_Short task A_
According to the text on Arizona agriculture, which part of the state has fewer acres of cropland and a lower value of agricultural products?
_Short task B_
Pick up the text on Arizona agriculture and climate change after its last sentence and keep writing.

_Text segment_
============================================================
Characterizing the FEW nexus for Arizona agriculture

Arizona has significant variations in rainfall, temperature, climate, soil, and geography across the state, which are reflected in the dominant type of agriculture for each county. Northern Arizona has fewer acres of cropland and a lower value of agricultural products when compared to central and southern Arizona (Vilsack and Clark 2014). We focus on the effects of climate change on the FEW nexus related to field and vegetable crops rather than livestock, so our analysis focuses on central and southern Arizona. These regions are also where most Arizona's population is located, in urban centers such as Phoenix and Tucson.

We characterize the FEW Nexus in Arizona agriculture as the relationships and interactions between agricultural production, energy supply, and water supply, all under strain from increasing temperatures and decreasing precipitation. This includes the potential for cascading effects such as increased temperature causing greater need for consumptive water use and therefore rising irrigation requirements, which in turn requires increased water pumping and irrigation application, and finally greater total energy use for irrigation.

As temperature rises, crop yields tend to slowly increase up to a certain threshold, then sharply decrease past that threshold (Schlenker and Roberts 2009). Cardinal temperature thresholds govern the relationship between temperature and crop viability or yield for specific crop types. Luo (2011) provides an overview of the ranges for optimum and lethal temperatures as well as failure points for many crops, differentiated across distinct phenophases. Cardinal temperatures are integrated into our model to predict if a crop will fail or suffer reduced yields as temperatures increase.
============================================================
_Dataset rows_
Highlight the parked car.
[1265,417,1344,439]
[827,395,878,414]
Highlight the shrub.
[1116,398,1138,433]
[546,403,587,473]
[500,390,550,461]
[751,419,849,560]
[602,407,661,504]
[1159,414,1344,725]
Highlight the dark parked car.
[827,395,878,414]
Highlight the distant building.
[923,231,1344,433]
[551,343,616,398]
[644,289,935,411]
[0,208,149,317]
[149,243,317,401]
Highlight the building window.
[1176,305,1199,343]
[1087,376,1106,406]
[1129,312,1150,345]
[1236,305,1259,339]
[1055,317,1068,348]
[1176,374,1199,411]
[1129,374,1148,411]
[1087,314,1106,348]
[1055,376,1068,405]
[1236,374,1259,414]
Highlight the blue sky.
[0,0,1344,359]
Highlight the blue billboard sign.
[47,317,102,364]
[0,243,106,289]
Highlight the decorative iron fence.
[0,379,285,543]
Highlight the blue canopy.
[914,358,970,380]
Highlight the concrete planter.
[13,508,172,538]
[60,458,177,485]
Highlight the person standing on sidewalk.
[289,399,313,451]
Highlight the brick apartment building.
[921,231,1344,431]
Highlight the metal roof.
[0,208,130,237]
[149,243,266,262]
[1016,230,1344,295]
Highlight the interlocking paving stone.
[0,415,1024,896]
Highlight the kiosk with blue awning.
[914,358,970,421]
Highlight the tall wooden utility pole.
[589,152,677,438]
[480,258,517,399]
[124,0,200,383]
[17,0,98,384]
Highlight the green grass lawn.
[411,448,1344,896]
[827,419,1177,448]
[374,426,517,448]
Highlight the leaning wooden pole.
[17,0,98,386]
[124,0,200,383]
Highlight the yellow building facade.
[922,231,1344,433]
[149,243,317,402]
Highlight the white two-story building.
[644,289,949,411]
============================================================
_Exercise output A_
Northern Arizona

_Exercise output B_
A key point of vulnerability for Arizona agriculture is irrigation. In 2012, about 75% of Arizona cropland was irrigated (Vilsack and Clark 2012). In contrast only 7.5% of cropland and pastureland in the United States was irrigated in 2007 (Beckman et al 2013). The Blaney-Criddle equation (Formula 1) is a well-known and extensively used method for estimating evapotranspiration based on ambient air temperature and percentage of daytime hours, which produces results similar to other temperature-based equations (Blaney and Criddle 1962, Xu and Singh 2001). We use Formula 1 to estimate baseline and predicted consumptive water use of crops in response to temperature.

$$\begin{equation} u=k \, \cdot \, \frac{t\cdot p}{100} \end{equation} \tag{ 1 }$$

In Formula 1, u is monthly consumptive water use per acre, k is an empirical consumptive water use crop coefficient different for each crop and each month, t is mean monthly temperature in degrees Fahrenheit, and p is the monthly percentage of daytime hours of the year. Baseline mean monthly temperatures are based on data for Phoenix, which is assumed to be representative for central and southern Arizona (US Climate Data 2016). The range of predicted temperatures is based on climate data from the National Center for Atmospheric Research downscaled for Phoenix, which provides four representative concentration pathways (RCPs) 2.6, 4.5, 6.0, and 8.5. There are projected changes in monthly average maximum temperature in the year 2060 of −2.3 °C to 6.8 °C for RCP 2.6, −3.7 °C to 6.6 °C for RCP 4.5, −1.7 °C to 6 °C for RCP 6.0 and −1 °C to 7.4 °C for RCP 8.5 compared to historical data for 2010, and a maximum temperature increase of 9.4 °C by 2090 (Brekke et al 2013, Maurer et al 2007). Therefore, we examine temperatures from 1 °C to 10 °C to account for the range of climate predictions. Seasonality is also important to consider, as there are typically temperature spikes in the summer, which could bring the temperature above the projected monthly average long enough to have a significant negative impact on crops despite a tolerable average temperature. Model validation for irrigation requirements is performed by checking against historical irrigation data for specific crops in Arizona. Details regarding the validation process are included in the supporting information, S1.6 (available at stacks.iop.org/ERL/12/035004/mmedia).

Irrigation and therefore associated energy use can be offset partially or completely by heavy monsoon season rains in the summer and precipitation in the winter when irrigation requirements are low. If monthly precipitation exceeds evapotranspiration requirements, the excess is assumed to be lost as runoff and is not applied towards the water requirements in the next month. Energy required for irrigation in Arizona is calculated from a survey of Arizona farmers which describes the water source and energy source for irrigation, including electricity, gasoline-ethanol blends, diesel/biodiesel, and natural gas (Vilsack and Reilly 2014). Energy use at the farm level aside from irrigation is assumed to remain the same because other farming activities based on area cultivated should remain the same for the foreseeable future. See Supporting Information S1.5 for more information.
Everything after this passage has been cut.